BEGIN
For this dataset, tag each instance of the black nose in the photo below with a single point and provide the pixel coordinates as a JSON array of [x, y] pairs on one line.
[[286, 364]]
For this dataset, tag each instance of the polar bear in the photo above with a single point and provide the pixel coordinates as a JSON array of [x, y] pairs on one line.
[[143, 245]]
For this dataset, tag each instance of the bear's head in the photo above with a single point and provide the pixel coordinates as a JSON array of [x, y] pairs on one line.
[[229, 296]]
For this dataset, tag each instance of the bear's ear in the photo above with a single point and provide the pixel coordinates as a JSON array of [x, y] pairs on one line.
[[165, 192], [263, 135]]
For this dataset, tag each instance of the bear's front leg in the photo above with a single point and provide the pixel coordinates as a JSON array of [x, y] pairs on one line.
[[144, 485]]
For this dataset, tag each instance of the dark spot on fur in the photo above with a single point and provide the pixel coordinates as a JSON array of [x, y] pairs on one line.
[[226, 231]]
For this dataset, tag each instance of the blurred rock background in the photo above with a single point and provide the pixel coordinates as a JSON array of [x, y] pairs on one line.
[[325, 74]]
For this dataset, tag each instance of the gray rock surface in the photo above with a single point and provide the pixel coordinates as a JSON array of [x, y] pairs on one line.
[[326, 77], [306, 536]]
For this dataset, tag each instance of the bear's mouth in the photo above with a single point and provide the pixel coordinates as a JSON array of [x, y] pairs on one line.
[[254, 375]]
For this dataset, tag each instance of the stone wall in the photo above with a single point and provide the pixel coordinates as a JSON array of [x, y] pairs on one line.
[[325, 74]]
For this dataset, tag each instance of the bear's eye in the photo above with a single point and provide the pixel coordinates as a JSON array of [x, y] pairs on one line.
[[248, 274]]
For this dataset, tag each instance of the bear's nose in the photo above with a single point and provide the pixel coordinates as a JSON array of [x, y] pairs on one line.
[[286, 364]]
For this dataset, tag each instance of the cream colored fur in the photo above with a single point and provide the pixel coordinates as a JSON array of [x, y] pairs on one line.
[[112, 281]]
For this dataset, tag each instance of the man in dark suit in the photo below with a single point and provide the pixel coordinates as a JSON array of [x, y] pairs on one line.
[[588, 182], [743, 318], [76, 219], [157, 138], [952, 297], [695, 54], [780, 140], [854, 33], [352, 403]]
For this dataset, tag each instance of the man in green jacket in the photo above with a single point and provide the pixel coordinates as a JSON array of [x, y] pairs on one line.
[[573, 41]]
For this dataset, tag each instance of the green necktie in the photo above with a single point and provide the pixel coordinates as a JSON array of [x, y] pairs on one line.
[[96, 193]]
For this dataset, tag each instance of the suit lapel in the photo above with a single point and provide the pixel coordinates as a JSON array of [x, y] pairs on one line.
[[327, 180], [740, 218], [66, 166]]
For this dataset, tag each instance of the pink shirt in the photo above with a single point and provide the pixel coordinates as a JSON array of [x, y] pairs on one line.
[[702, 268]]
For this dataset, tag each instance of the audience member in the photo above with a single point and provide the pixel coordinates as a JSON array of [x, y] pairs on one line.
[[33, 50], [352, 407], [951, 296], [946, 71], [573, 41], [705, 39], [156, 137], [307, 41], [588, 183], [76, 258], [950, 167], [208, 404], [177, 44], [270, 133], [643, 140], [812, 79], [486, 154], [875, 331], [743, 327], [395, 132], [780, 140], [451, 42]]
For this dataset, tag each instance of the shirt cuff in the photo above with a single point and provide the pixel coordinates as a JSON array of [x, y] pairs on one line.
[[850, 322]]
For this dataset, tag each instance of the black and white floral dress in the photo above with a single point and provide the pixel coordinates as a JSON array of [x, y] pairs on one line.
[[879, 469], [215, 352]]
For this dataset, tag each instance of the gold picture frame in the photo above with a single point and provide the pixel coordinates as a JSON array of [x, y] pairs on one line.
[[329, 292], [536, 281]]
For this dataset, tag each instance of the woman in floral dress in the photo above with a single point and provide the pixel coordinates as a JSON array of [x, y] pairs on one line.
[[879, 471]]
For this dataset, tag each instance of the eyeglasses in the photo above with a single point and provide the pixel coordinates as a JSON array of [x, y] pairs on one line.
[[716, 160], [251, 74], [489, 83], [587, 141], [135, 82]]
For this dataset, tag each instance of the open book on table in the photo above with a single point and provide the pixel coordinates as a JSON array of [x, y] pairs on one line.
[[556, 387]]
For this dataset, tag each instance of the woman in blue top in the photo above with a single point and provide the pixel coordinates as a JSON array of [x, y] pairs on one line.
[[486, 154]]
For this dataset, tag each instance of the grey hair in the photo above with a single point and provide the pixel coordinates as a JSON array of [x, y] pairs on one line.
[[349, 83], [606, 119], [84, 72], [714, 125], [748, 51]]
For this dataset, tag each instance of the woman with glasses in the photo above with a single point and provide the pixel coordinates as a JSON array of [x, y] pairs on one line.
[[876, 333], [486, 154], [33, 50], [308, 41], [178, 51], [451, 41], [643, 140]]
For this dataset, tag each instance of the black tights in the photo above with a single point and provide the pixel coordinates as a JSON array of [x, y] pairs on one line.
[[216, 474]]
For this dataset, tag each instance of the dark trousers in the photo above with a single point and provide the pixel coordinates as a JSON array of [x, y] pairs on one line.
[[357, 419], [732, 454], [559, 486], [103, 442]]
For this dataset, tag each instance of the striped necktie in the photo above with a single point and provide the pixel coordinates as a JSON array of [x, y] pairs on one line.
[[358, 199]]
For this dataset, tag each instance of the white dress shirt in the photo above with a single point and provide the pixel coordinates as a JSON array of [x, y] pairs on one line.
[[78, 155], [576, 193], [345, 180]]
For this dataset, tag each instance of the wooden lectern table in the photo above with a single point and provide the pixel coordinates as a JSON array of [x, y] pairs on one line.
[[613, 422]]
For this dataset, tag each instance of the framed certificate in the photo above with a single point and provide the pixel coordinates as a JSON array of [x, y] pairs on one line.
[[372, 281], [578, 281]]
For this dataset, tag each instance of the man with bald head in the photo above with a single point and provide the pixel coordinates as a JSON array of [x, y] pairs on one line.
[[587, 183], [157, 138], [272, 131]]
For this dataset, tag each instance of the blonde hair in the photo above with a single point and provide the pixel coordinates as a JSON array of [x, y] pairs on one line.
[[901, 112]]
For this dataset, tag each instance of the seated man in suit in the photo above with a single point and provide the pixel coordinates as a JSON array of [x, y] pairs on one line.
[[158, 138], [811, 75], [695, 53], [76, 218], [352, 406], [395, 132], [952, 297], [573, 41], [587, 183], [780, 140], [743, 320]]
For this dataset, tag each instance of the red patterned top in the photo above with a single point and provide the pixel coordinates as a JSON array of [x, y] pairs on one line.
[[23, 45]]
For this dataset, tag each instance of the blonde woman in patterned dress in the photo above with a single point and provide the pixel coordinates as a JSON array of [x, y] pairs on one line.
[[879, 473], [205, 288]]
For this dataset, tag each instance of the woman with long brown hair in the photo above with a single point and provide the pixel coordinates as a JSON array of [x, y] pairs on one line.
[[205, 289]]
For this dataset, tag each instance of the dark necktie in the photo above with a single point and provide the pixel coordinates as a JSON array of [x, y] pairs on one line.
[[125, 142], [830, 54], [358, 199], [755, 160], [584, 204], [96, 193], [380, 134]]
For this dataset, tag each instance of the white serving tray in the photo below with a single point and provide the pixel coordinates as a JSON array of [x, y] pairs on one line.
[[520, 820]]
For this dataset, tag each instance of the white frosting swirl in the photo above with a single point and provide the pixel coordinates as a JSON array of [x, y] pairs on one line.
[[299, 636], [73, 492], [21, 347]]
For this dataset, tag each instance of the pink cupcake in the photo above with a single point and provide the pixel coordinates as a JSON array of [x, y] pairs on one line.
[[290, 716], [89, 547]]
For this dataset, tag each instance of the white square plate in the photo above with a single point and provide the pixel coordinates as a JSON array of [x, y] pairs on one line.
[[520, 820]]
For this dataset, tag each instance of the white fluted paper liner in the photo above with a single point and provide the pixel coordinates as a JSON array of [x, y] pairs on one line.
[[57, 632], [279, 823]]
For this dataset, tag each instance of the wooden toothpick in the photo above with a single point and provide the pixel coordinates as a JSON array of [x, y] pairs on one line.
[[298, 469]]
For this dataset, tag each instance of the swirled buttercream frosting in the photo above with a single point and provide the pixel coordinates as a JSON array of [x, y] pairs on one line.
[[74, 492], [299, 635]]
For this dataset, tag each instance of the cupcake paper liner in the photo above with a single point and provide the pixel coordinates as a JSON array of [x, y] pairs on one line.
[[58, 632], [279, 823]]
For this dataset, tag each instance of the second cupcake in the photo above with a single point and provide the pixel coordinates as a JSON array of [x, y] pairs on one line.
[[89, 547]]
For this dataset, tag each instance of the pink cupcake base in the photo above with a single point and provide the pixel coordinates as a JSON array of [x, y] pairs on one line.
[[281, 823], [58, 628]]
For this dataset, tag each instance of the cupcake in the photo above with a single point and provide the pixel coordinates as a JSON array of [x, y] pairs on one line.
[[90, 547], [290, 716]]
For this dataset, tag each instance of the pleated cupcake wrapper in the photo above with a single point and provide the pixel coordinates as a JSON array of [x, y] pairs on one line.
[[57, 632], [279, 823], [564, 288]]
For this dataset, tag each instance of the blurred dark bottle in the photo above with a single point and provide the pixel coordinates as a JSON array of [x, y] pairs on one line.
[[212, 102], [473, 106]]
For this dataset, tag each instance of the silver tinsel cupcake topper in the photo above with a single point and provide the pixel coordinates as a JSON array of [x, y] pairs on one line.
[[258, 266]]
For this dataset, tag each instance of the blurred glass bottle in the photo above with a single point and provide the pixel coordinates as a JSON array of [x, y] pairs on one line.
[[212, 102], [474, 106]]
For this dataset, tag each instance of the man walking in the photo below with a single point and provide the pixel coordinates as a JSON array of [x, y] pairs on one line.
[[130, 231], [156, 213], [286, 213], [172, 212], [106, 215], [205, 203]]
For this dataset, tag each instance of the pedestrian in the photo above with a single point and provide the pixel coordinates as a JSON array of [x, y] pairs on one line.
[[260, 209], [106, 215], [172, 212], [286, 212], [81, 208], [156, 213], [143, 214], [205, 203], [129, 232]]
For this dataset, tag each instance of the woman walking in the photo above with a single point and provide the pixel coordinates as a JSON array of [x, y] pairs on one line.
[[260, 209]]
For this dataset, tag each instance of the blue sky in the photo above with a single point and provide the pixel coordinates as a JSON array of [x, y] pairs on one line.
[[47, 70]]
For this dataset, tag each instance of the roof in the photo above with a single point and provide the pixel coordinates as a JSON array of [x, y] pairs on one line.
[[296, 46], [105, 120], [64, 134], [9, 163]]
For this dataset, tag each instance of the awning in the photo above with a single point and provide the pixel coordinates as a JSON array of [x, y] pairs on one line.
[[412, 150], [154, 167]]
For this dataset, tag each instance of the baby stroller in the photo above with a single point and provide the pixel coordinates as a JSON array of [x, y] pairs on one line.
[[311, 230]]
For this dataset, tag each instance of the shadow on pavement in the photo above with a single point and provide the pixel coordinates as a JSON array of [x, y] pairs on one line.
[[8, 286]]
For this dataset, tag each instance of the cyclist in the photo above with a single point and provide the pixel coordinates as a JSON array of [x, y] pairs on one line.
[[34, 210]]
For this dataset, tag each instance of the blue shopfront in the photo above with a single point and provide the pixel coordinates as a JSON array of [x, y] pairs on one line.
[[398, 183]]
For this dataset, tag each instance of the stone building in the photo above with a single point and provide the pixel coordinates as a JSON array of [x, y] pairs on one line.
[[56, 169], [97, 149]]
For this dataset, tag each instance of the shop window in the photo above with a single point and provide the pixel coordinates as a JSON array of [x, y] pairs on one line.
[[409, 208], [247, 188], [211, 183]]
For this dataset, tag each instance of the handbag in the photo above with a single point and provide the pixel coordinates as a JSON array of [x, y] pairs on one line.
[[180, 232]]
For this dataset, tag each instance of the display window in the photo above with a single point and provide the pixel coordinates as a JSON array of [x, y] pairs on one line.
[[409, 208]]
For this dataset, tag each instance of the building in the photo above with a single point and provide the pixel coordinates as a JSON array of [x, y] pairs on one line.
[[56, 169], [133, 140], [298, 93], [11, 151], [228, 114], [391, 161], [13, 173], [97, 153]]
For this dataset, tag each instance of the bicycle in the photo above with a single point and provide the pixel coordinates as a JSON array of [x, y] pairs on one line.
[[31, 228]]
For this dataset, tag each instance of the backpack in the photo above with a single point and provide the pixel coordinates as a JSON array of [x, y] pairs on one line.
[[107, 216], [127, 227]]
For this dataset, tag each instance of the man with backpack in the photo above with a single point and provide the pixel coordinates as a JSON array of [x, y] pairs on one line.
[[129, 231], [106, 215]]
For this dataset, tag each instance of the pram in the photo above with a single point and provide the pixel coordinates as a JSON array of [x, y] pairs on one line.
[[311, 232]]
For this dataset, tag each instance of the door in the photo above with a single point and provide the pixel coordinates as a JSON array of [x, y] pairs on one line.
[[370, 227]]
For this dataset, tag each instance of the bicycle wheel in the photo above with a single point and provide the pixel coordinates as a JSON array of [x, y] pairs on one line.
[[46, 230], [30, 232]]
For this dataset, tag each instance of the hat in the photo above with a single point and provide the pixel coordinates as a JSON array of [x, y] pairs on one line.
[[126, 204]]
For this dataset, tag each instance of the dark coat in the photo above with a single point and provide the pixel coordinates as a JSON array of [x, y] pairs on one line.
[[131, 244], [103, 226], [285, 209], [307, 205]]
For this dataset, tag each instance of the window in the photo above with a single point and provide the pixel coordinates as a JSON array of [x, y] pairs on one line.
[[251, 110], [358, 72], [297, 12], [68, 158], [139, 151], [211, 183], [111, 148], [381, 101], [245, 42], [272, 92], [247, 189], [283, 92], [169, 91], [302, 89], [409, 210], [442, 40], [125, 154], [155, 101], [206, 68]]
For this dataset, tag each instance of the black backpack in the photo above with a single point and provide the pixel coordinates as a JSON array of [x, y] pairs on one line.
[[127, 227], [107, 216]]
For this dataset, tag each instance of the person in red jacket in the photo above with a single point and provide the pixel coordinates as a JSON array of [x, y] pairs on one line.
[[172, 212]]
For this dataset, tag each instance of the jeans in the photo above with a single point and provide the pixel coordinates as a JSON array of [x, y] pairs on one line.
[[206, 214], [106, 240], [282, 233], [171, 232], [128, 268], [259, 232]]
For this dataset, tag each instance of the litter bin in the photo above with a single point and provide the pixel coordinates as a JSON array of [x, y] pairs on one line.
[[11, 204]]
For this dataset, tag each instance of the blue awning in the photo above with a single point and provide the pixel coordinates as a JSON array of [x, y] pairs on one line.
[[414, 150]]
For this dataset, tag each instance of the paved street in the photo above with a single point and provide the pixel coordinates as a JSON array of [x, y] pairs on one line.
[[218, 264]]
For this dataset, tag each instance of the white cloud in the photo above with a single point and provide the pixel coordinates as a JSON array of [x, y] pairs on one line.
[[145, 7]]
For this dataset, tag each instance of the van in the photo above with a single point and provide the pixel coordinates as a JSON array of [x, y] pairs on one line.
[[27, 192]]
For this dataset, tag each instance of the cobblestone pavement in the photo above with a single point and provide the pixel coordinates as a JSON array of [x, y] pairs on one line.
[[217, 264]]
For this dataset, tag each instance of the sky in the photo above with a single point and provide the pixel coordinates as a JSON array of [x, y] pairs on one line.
END
* **What this task involves**: Your answer must consist solely of the lines from the one containing "For this dataset, tag each instance of the blue awning" through the last line of the entries, reproduced exactly.

* **Task solution**:
For this dataset, tag each instance of the blue awning in the photo above with a single point and provide the pixel coordinates as a JSON array of [x, y] pairs on one line.
[[414, 150]]
For this dataset, tag each instance of the paved street in the photo above with a single point and provide the pixel coordinates as a JSON array of [x, y] pairs on one line.
[[218, 264]]
For this dataset, tag each instance of the white cloud in the photo above with a single point and provide the pixel coordinates as a JSON array of [x, y] pairs on one line.
[[145, 7]]
For this dataset, tag each instance of the van in the photo above with a single point and provide the pixel coordinates as a JSON array of [x, y] pairs on one line.
[[27, 192]]
For this dataset, tag each instance of the cobblestone pavement in the photo above with a single point and provide the pixel coordinates as a JSON array of [x, y] pairs on one line.
[[217, 264]]
For this dataset, tag each instance of the sky in the photo above with a single point and provide the pixel coordinates as a JSON array of [x, y] pairs on one line.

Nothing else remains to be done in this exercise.